Saved data entries:
'''
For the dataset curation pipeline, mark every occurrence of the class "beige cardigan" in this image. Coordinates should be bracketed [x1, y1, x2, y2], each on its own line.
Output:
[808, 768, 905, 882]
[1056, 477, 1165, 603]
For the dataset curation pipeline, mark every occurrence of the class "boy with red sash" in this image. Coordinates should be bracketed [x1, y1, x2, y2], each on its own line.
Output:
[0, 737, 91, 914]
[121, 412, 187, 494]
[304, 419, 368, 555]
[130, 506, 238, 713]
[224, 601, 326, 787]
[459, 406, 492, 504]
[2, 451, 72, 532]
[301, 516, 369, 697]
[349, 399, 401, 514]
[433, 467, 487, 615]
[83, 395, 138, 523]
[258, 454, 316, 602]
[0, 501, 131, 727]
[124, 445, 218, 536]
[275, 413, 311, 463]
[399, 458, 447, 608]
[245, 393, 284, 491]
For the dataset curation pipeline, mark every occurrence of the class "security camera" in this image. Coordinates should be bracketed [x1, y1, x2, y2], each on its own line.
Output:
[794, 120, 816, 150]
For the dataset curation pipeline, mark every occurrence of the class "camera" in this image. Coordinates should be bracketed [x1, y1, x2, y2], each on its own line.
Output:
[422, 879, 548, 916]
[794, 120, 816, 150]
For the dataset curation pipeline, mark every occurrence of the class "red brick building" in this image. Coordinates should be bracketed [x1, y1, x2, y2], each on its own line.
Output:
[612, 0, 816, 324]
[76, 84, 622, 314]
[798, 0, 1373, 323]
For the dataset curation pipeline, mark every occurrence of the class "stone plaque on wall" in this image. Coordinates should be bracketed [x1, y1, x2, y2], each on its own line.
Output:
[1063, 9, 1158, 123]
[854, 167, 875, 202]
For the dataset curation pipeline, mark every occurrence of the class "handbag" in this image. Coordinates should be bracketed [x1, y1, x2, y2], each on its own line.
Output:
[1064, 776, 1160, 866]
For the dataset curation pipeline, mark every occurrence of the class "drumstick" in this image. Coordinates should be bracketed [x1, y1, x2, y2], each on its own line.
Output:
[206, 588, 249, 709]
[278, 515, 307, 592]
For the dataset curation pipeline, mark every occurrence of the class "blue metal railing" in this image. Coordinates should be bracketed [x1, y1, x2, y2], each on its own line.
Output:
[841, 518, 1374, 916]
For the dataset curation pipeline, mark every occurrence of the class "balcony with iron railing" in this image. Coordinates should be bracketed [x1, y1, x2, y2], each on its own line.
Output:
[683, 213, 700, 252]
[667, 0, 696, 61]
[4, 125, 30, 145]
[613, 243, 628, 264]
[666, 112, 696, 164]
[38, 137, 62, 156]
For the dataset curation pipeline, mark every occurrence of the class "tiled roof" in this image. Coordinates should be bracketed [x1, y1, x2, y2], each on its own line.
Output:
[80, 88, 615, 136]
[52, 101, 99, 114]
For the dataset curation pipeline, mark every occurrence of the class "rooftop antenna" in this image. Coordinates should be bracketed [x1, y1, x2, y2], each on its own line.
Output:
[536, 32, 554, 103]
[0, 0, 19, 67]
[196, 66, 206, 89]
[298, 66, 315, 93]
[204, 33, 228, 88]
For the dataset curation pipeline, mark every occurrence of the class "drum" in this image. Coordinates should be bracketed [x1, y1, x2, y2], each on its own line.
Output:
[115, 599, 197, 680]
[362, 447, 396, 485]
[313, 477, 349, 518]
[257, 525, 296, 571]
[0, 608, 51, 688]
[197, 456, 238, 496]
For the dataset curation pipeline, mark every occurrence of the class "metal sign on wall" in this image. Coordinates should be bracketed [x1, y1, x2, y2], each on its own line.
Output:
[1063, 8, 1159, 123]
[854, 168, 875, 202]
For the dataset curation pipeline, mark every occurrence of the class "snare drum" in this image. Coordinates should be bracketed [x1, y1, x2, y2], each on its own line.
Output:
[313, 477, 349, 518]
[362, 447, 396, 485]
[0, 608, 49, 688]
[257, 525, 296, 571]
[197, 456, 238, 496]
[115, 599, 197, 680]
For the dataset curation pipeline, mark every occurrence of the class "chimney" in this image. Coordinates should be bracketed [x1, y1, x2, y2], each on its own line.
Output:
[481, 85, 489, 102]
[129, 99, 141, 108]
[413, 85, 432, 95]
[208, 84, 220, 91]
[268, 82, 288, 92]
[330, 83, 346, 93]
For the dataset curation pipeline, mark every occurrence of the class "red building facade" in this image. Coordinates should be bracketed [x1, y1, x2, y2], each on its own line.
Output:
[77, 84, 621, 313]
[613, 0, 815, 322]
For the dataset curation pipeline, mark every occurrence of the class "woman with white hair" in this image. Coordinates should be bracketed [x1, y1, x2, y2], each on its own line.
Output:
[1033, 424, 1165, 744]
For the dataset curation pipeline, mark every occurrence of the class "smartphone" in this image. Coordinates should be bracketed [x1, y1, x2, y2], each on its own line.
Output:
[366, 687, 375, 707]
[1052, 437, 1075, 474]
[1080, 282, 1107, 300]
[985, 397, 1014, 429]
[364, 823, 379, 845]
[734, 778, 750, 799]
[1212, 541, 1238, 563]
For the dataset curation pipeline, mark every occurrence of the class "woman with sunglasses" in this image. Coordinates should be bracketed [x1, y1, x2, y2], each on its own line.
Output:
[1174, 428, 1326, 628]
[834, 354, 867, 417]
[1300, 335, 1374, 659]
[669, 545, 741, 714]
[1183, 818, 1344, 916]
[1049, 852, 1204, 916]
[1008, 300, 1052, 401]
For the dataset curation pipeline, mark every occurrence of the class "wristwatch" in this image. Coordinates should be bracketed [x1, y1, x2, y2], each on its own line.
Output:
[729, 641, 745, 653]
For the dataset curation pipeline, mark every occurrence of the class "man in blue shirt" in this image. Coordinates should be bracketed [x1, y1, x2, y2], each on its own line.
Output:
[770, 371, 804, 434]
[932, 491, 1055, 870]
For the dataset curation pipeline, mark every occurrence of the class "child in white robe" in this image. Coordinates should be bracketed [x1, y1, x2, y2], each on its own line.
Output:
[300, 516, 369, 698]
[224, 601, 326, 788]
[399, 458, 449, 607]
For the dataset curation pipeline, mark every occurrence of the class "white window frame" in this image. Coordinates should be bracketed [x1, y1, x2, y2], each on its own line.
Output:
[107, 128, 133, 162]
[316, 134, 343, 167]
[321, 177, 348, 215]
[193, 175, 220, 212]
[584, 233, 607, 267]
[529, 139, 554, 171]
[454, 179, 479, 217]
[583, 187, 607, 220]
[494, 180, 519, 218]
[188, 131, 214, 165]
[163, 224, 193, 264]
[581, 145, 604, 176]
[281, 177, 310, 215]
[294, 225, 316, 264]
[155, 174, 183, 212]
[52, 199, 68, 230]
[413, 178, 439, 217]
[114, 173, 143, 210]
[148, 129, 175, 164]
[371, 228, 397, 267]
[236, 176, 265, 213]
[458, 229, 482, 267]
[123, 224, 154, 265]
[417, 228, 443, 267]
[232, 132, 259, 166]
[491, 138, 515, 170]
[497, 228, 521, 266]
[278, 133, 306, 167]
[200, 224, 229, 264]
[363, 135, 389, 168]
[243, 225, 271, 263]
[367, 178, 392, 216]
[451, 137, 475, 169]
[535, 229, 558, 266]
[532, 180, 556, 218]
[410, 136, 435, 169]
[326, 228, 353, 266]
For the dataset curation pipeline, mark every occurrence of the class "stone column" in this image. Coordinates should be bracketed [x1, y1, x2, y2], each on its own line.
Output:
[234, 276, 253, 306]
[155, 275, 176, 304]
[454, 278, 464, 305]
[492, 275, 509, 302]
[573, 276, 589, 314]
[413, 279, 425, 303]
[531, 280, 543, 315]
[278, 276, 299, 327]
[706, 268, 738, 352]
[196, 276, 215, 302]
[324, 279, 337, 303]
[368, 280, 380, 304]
'''
Copy out every line from the data above in which the word "wall" occurs.

For the dataset curation pipeline, mark every occurrence of the class "stone plaque on wall" in this image. Coordinates should be bracketed [x1, y1, x2, y2], each on its own line.
For the dataset curation pipeline, mark every occurrence of the class "metal sign on wall" in this image. Coordinates should be bracketed [x1, y1, x2, y2], each on its own line.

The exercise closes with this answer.